• JOB:
Can you quote each entry below word for word, without changing a single character?

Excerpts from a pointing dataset
::::::
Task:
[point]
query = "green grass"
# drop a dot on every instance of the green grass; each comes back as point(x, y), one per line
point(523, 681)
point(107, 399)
::::::
• OUTPUT OF THE TASK:
Task:
[point]
query = "green grass"
# drop a dot on every instance of the green grass; each comes back as point(x, y), one per line
point(523, 681)
point(107, 399)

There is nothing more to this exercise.